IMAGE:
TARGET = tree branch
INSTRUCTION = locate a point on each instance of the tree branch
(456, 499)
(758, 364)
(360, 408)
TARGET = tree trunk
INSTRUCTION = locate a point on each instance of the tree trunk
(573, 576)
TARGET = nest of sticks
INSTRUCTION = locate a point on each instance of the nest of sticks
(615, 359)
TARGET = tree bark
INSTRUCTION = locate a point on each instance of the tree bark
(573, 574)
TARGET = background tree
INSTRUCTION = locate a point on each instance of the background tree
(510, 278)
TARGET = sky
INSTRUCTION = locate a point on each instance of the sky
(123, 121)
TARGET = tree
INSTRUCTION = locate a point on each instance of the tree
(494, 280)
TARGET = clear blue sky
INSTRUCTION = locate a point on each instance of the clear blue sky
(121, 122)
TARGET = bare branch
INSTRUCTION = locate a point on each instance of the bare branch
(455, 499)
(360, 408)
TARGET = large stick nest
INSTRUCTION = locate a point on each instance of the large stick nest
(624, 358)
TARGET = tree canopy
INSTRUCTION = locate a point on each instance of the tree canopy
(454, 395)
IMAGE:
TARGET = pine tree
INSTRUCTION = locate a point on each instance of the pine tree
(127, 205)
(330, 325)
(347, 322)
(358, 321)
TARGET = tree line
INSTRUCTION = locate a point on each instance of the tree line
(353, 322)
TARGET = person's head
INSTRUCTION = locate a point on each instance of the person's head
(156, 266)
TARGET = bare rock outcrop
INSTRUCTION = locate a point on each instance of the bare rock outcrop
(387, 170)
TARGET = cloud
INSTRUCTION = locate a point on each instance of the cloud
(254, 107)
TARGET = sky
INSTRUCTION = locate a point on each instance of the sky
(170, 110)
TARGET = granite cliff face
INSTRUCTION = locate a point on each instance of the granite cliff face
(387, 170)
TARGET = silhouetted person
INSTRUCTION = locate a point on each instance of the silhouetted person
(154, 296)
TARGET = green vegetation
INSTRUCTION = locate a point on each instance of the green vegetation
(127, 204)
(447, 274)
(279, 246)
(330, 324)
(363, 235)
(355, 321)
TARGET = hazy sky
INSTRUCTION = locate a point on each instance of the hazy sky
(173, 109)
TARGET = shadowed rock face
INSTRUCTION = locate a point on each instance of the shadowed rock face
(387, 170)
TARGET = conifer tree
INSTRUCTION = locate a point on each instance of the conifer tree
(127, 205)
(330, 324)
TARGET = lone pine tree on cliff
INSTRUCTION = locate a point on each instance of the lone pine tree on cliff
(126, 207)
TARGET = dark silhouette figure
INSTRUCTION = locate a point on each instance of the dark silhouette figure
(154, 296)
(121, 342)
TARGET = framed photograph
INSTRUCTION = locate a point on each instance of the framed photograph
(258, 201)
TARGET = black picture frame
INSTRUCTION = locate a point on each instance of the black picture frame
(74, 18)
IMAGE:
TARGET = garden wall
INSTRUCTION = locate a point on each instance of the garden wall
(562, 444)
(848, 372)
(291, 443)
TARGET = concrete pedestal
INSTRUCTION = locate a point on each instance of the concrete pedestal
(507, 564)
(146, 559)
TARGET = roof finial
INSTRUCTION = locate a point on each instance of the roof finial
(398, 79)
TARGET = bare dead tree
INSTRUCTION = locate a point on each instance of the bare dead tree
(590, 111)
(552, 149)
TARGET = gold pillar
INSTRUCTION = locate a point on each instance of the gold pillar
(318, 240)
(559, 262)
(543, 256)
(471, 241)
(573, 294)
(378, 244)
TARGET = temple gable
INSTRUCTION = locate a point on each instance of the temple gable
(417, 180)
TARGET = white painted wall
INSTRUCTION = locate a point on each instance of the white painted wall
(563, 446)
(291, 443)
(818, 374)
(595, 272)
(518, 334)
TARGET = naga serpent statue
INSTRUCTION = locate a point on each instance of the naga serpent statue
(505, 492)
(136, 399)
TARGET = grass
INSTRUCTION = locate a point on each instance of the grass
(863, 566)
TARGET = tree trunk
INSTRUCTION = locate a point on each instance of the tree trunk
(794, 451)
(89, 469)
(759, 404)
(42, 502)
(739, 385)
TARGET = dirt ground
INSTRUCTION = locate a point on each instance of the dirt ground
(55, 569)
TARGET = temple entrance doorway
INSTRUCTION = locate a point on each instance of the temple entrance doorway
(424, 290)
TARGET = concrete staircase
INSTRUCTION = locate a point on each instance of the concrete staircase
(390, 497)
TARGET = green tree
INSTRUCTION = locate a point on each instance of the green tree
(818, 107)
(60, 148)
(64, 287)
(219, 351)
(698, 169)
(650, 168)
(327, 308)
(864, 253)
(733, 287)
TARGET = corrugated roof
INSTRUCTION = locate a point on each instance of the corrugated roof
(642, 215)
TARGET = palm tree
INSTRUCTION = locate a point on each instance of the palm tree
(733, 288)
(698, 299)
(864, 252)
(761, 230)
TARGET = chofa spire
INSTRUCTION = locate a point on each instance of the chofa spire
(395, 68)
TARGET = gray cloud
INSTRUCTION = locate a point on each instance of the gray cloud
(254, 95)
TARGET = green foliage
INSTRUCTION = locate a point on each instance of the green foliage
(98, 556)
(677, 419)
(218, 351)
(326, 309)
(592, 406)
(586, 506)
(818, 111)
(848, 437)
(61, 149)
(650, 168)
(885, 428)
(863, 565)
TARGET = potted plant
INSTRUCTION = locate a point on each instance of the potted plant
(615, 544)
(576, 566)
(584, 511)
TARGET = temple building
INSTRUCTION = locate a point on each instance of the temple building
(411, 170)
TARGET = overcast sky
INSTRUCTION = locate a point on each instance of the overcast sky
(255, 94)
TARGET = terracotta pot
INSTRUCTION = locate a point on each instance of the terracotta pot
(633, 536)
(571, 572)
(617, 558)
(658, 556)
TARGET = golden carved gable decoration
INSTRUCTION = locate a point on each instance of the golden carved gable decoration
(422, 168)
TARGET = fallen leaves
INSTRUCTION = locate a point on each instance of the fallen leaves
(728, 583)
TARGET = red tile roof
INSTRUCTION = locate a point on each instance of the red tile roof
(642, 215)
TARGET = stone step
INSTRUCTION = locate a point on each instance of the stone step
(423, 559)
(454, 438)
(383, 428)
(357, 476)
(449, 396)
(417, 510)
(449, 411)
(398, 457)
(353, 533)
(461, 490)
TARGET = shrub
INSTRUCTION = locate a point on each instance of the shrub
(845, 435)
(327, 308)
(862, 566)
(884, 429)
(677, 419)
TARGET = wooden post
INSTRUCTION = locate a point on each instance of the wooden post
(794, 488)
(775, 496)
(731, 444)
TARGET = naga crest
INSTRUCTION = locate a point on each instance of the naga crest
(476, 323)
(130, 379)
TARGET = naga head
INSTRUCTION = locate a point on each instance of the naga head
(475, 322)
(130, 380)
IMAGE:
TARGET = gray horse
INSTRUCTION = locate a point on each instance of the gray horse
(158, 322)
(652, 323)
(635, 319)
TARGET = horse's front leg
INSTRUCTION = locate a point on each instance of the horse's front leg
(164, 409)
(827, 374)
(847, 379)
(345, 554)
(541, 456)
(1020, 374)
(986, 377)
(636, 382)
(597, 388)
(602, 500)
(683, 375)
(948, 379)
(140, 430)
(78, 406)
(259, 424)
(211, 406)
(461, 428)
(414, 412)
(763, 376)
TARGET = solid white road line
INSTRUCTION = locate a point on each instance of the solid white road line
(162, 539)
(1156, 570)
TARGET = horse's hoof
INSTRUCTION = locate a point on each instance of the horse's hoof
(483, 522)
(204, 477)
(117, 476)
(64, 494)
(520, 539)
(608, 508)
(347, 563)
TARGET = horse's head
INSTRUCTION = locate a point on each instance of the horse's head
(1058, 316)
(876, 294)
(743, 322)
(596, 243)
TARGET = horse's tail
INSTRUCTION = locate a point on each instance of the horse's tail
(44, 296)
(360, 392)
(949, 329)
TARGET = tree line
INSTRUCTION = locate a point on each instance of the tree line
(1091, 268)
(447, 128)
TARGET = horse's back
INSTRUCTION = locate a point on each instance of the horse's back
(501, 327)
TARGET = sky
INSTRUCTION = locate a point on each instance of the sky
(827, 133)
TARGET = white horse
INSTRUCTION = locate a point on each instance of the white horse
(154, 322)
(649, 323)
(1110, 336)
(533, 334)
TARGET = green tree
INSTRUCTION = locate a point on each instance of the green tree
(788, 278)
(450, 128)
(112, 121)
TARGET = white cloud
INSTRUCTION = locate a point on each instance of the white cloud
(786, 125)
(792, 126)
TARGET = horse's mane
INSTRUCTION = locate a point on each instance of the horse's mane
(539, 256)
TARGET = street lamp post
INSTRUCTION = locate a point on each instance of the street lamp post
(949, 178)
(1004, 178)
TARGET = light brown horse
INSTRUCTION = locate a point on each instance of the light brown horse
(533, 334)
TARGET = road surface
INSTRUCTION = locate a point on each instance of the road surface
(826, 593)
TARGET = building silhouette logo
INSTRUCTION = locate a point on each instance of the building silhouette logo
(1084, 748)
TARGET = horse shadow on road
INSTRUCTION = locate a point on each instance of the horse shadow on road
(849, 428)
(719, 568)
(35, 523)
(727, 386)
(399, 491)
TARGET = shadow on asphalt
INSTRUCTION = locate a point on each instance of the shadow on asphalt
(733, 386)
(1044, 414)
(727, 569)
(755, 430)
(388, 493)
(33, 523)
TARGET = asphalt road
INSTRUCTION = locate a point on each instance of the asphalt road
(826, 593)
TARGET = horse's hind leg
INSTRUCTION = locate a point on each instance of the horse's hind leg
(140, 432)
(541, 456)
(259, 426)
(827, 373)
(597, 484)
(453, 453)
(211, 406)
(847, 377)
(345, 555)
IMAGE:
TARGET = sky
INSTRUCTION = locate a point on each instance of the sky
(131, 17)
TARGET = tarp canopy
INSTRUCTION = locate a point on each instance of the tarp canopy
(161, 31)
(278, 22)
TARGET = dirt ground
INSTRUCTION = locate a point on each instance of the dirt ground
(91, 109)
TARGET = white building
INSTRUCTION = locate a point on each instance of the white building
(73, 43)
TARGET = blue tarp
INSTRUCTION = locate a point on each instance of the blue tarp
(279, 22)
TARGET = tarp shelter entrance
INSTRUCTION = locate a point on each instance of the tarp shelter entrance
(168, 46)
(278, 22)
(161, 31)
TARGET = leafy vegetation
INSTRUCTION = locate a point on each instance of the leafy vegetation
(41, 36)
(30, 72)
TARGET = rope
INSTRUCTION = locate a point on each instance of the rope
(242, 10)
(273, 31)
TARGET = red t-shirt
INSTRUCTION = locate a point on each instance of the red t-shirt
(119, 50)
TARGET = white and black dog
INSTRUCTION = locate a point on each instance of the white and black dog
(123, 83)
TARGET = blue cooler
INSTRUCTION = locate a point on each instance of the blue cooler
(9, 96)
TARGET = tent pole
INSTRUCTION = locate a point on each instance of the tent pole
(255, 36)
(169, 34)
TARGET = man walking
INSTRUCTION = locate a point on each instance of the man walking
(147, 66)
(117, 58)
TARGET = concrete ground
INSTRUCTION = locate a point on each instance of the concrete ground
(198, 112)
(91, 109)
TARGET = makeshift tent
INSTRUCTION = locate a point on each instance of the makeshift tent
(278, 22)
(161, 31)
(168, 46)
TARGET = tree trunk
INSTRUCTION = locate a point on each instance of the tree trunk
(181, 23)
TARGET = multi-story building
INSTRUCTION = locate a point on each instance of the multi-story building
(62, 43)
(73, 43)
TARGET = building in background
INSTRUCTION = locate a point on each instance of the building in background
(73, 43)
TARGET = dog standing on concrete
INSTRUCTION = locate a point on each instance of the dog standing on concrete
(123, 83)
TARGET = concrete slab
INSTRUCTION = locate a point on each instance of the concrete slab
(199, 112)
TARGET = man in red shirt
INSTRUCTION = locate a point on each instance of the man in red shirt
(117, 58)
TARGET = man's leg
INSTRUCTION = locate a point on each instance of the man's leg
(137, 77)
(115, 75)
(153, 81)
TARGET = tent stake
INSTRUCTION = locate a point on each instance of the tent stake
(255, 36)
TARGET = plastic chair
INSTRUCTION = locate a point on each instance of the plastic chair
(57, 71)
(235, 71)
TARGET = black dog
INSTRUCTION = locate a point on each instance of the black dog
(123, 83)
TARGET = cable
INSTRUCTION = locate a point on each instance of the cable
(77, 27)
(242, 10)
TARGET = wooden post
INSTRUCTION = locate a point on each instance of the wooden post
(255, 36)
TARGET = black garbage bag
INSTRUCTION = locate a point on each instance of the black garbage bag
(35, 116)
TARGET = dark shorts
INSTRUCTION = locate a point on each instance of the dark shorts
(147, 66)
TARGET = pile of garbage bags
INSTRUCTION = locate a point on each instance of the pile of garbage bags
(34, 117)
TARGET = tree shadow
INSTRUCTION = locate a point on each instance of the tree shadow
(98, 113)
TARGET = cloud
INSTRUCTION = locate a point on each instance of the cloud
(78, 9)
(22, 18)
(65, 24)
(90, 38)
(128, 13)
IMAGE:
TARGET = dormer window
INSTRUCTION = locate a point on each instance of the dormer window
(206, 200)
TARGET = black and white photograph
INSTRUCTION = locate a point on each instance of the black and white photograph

--------------------------------

Exercise goal
Reproduce word for word the lines starting at the one containing "TARGET = green foliage" and ending at the one containing "(1156, 570)", both included.

Solution for this problem
TARGET = green foliage
INSTRUCTION = locate a point on each instance of the green foliage
(98, 556)
(677, 419)
(218, 351)
(326, 309)
(592, 406)
(586, 506)
(818, 111)
(848, 437)
(61, 149)
(650, 168)
(885, 428)
(863, 565)
TARGET = potted plant
INSTRUCTION = locate a point on each instance of the potted plant
(615, 544)
(576, 566)
(584, 511)
TARGET = temple building
INSTRUCTION = locate a point on each instance of the temple building
(411, 170)
TARGET = overcast sky
INSTRUCTION = locate a point on each instance of the overcast sky
(255, 94)
TARGET = terracotta pot
INSTRUCTION = locate a point on each instance of the terracotta pot
(633, 536)
(571, 572)
(617, 558)
(658, 556)
TARGET = golden carved gable decoration
INSTRUCTION = locate a point on each instance of the golden carved gable decoration
(422, 168)
TARGET = fallen leaves
INSTRUCTION = locate a point on each instance of the fallen leaves
(728, 583)
TARGET = red tile roof
INSTRUCTION = locate a point on each instance of the red tile roof
(642, 215)
TARGET = stone step
INSTRUCTION = locate a point on each instance of the stone step
(423, 559)
(454, 438)
(383, 428)
(357, 476)
(449, 396)
(417, 510)
(449, 411)
(398, 457)
(353, 533)
(461, 490)
TARGET = shrub
INSTRUCTION = locate a point on each instance of the shrub
(845, 435)
(327, 308)
(862, 566)
(884, 429)
(677, 419)
TARGET = wooden post
INSTRUCTION = locate a point on each instance of the wooden post
(794, 488)
(775, 496)
(731, 444)
TARGET = naga crest
INSTRUCTION = locate a point on each instance of the naga crest
(476, 323)
(130, 379)
TARGET = naga head
INSTRUCTION = locate a point on each instance of the naga head
(475, 322)
(130, 380)
IMAGE:
TARGET = gray horse
INSTRUCTION = locate a point on each instance of the gray horse
(158, 322)
(652, 323)
(635, 319)
TARGET = horse's front leg
INSTRUCTION = locate a point on each instance of the horse's front leg
(164, 409)
(827, 374)
(847, 379)
(345, 554)
(541, 456)
(1020, 374)
(986, 377)
(636, 382)
(597, 388)
(602, 500)
(683, 375)
(948, 379)
(140, 430)
(78, 406)
(259, 424)
(211, 406)
(461, 428)
(414, 412)
(763, 376)
TARGET = solid white road line
INSTRUCTION = locate a point on each instance of the solid white road line
(162, 539)
(1156, 570)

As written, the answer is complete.